(Collected data)
- - -
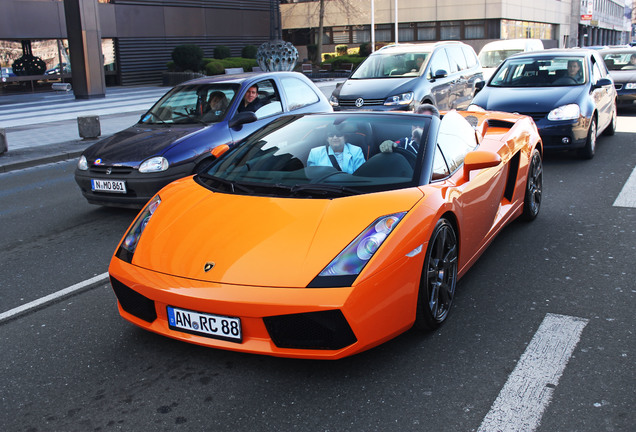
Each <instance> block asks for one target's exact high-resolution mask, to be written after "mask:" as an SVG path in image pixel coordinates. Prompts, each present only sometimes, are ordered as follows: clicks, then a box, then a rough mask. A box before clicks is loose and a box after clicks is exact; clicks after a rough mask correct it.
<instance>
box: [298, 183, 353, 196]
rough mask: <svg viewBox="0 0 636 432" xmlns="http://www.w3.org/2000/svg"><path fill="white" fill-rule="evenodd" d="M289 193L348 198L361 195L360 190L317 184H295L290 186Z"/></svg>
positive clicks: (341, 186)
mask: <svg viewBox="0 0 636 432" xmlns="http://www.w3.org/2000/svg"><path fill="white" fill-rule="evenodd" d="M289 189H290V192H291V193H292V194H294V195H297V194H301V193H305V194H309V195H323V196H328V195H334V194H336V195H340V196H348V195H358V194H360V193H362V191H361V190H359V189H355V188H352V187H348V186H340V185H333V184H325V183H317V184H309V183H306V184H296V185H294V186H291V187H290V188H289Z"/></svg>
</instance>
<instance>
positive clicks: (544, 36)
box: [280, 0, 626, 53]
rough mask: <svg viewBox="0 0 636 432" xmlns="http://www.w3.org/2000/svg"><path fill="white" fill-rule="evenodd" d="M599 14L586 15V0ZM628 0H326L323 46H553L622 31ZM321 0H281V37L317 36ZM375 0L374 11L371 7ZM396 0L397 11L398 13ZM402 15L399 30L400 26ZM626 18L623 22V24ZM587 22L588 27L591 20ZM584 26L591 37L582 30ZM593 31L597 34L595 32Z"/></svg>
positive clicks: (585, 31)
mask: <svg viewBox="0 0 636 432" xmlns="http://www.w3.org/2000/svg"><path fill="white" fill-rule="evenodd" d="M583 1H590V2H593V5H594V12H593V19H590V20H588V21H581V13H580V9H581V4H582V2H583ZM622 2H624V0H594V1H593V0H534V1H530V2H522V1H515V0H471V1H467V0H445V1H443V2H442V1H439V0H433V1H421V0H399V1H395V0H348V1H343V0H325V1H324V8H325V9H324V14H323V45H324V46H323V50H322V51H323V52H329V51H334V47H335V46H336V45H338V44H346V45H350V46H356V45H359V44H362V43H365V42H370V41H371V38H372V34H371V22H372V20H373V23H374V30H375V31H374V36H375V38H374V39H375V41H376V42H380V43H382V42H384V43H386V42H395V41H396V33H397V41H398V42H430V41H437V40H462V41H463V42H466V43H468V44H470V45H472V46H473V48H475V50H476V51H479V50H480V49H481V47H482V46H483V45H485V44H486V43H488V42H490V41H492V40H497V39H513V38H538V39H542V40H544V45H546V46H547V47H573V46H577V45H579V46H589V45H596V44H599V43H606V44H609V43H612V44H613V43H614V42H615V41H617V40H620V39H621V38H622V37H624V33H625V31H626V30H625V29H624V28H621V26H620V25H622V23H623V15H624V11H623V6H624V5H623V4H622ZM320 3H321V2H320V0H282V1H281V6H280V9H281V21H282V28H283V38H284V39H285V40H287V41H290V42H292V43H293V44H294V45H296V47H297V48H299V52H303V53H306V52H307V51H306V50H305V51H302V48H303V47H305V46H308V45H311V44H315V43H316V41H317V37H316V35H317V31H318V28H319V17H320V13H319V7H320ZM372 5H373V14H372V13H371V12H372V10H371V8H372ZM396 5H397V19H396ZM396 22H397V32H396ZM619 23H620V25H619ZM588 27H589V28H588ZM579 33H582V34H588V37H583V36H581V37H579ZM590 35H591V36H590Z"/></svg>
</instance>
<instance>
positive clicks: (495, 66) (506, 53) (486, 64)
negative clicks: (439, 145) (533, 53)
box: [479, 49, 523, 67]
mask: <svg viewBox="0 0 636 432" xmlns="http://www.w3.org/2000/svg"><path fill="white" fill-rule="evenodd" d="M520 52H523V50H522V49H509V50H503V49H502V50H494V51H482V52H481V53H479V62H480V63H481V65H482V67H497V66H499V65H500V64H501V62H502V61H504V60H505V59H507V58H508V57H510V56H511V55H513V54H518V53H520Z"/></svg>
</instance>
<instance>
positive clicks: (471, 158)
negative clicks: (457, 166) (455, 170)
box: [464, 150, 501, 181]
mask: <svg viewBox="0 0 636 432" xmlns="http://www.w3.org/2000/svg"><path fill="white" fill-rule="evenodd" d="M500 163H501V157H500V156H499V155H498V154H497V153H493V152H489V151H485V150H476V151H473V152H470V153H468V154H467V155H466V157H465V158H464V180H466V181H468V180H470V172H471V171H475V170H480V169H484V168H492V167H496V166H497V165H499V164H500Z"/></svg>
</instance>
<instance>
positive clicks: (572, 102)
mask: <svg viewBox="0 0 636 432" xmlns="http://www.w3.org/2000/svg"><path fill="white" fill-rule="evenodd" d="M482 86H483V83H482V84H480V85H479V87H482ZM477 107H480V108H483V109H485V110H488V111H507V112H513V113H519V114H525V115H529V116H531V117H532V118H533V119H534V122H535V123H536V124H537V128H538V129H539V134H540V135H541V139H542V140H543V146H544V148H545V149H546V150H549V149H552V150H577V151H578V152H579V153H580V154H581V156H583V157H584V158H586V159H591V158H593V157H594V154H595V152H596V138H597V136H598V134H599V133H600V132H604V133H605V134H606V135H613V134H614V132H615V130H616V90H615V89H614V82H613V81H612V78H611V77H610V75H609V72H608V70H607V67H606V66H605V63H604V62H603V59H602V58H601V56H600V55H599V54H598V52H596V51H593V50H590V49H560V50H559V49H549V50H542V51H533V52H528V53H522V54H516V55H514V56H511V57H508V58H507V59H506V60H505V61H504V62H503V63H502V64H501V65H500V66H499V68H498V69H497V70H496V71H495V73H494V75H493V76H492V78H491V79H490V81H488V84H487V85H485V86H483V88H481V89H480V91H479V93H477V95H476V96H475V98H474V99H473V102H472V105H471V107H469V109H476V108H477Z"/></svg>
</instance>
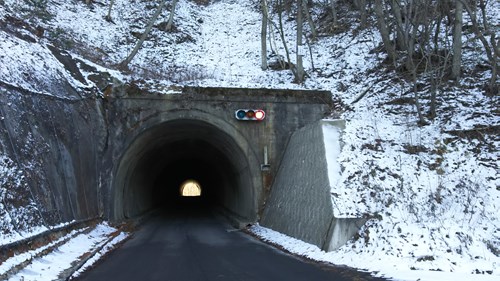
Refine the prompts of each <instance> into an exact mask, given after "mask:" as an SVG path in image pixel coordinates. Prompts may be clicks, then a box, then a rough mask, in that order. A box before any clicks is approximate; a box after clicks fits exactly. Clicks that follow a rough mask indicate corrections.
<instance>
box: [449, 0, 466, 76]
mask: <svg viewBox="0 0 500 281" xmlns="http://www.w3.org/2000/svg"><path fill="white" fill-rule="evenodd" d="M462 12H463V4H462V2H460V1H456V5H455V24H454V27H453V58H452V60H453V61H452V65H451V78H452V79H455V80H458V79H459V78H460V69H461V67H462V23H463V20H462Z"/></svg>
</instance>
- - -
Write out all the entries word for word, but drop the pictures.

-- OUTPUT OF THE TASK --
Each <instance> block asks for one target's exact high-resolution mask, to be written after "mask:" as an SVG path in image pixel coordinates. Prompts, each present only sometimes, are ordered as follows: clicks, then a box, then a rough mask. A box before clicks is loose and a box after clicks is exact; clicks after a rough mask correct it.
<instance>
box: [298, 183, 353, 196]
rough mask: <svg viewBox="0 0 636 432" xmlns="http://www.w3.org/2000/svg"><path fill="white" fill-rule="evenodd" d="M289 193L348 198L361 195L360 190L317 184H295L290 186Z"/></svg>
positive clicks: (341, 186)
mask: <svg viewBox="0 0 636 432" xmlns="http://www.w3.org/2000/svg"><path fill="white" fill-rule="evenodd" d="M289 189H290V192H291V193H292V194H294V195H297V194H301V193H305V194H309V195H323V196H328V195H334V194H336V195H340V196H348V195H358V194H360V193H362V191H361V190H359V189H355V188H352V187H348V186H340V185H333V184H325V183H317V184H309V183H306V184H296V185H294V186H291V187H290V188H289Z"/></svg>
</instance>
<instance>
positive clicks: (544, 36)
box: [280, 0, 626, 53]
rough mask: <svg viewBox="0 0 636 432" xmlns="http://www.w3.org/2000/svg"><path fill="white" fill-rule="evenodd" d="M599 14L586 15V0ZM628 0H326L323 46H553L622 31ZM321 0H281V37L317 36ZM375 0L374 11L371 7ZM396 0L397 11L398 13ZM402 15L399 30L400 26ZM626 18L623 22V24ZM587 22L588 27L591 20ZM584 26L591 37L582 30ZM593 31L597 34L595 32Z"/></svg>
positive clicks: (585, 31)
mask: <svg viewBox="0 0 636 432" xmlns="http://www.w3.org/2000/svg"><path fill="white" fill-rule="evenodd" d="M583 1H590V2H593V5H594V12H593V19H590V20H588V21H581V13H580V9H581V4H582V2H583ZM622 2H624V0H594V1H593V0H534V1H530V2H522V1H515V0H471V1H467V0H445V1H443V2H442V1H439V0H433V1H421V0H399V1H395V0H348V1H343V0H325V1H324V8H325V9H324V14H323V45H324V46H323V50H322V51H323V52H329V51H334V47H335V46H336V45H338V44H346V45H350V46H356V45H359V44H362V43H365V42H370V41H371V38H372V34H371V22H372V20H373V23H374V30H375V31H374V36H375V38H374V39H375V41H376V42H380V43H382V42H384V43H386V42H395V41H396V33H397V41H398V42H430V41H437V40H462V41H463V42H466V43H468V44H470V45H472V46H473V48H475V50H476V51H479V50H480V49H481V47H482V46H483V45H485V44H486V43H488V42H490V41H492V40H497V39H513V38H538V39H542V40H544V45H546V46H547V47H573V46H577V45H579V46H589V45H596V44H599V43H606V44H609V43H612V44H613V43H614V42H615V41H617V40H620V39H621V38H622V37H624V33H625V31H626V30H625V29H624V28H621V26H620V25H622V23H623V15H624V11H623V6H624V5H623V4H622ZM320 3H321V2H320V0H282V1H281V6H280V9H281V21H282V28H283V38H284V39H285V40H287V41H290V42H292V43H293V44H294V45H296V47H297V48H299V52H303V53H306V52H307V51H306V50H305V51H302V48H303V47H305V46H308V45H311V44H315V43H316V41H317V37H316V35H317V31H318V28H319V17H320V13H319V7H320ZM372 5H373V14H372V13H371V12H372V10H371V8H372ZM396 5H397V19H396ZM396 22H397V32H396ZM619 23H620V25H619ZM588 27H589V28H588ZM579 33H582V34H588V37H583V36H581V37H579ZM590 35H591V36H590Z"/></svg>
</instance>
<instance>
positive clicks: (495, 66) (506, 53) (486, 64)
negative clicks: (439, 145) (533, 53)
box: [479, 49, 523, 67]
mask: <svg viewBox="0 0 636 432" xmlns="http://www.w3.org/2000/svg"><path fill="white" fill-rule="evenodd" d="M520 52H523V50H522V49H509V50H503V49H502V50H494V51H482V52H481V53H479V62H480V63H481V65H482V67H497V66H499V65H500V64H501V62H502V61H504V60H505V59H507V58H508V57H510V56H511V55H513V54H518V53H520Z"/></svg>
</instance>
<instance>
positive clicks: (471, 158)
negative clicks: (457, 166) (455, 170)
box: [464, 150, 501, 181]
mask: <svg viewBox="0 0 636 432" xmlns="http://www.w3.org/2000/svg"><path fill="white" fill-rule="evenodd" d="M500 163H501V157H500V156H499V155H498V154H497V153H493V152H489V151H485V150H476V151H473V152H470V153H468V154H467V155H466V157H465V158H464V180H466V181H468V180H470V172H471V171H475V170H480V169H484V168H492V167H496V166H497V165H499V164H500Z"/></svg>
</instance>
<instance>
positive clicks: (572, 102)
mask: <svg viewBox="0 0 636 432" xmlns="http://www.w3.org/2000/svg"><path fill="white" fill-rule="evenodd" d="M482 86H483V83H482V84H480V85H479V87H482ZM477 107H480V108H483V109H485V110H488V111H507V112H513V113H519V114H525V115H529V116H531V117H532V118H533V119H534V122H535V123H536V124H537V128H538V129H539V134H540V135H541V139H542V140H543V146H544V148H545V149H546V150H549V149H552V150H577V151H578V152H579V153H580V154H581V156H583V157H584V158H586V159H591V158H593V157H594V154H595V152H596V138H597V136H598V134H599V133H600V132H604V133H605V134H606V135H613V134H614V132H615V130H616V90H615V89H614V82H613V81H612V78H611V77H610V75H609V72H608V70H607V67H606V66H605V63H604V62H603V59H602V58H601V56H600V55H599V54H598V52H596V51H593V50H590V49H560V50H559V49H549V50H542V51H533V52H528V53H522V54H516V55H514V56H511V57H508V58H507V59H506V60H505V61H504V62H503V63H502V64H501V65H500V66H499V68H498V69H497V70H496V71H495V73H494V75H493V76H492V78H491V79H490V81H488V84H487V85H485V86H483V88H481V89H480V91H479V93H477V95H476V96H475V98H474V99H473V102H472V105H471V107H469V109H476V108H477Z"/></svg>
</instance>
Refine the prompts of each <instance> into an exact mask, given after "mask:" as an SVG path in image pixel coordinates. Prompts may be clicks, then a box, then a rough mask, in that order. A box before any clicks is approximate; a box after clicks fits exactly. Clicks that follow a rough mask indicate corrections.
<instance>
box: [449, 0, 466, 76]
mask: <svg viewBox="0 0 500 281" xmlns="http://www.w3.org/2000/svg"><path fill="white" fill-rule="evenodd" d="M462 12H463V4H462V2H460V1H456V5H455V24H454V27H453V58H452V60H453V61H452V65H451V78H452V79H455V80H458V79H459V78H460V69H461V67H462V23H463V20H462Z"/></svg>
</instance>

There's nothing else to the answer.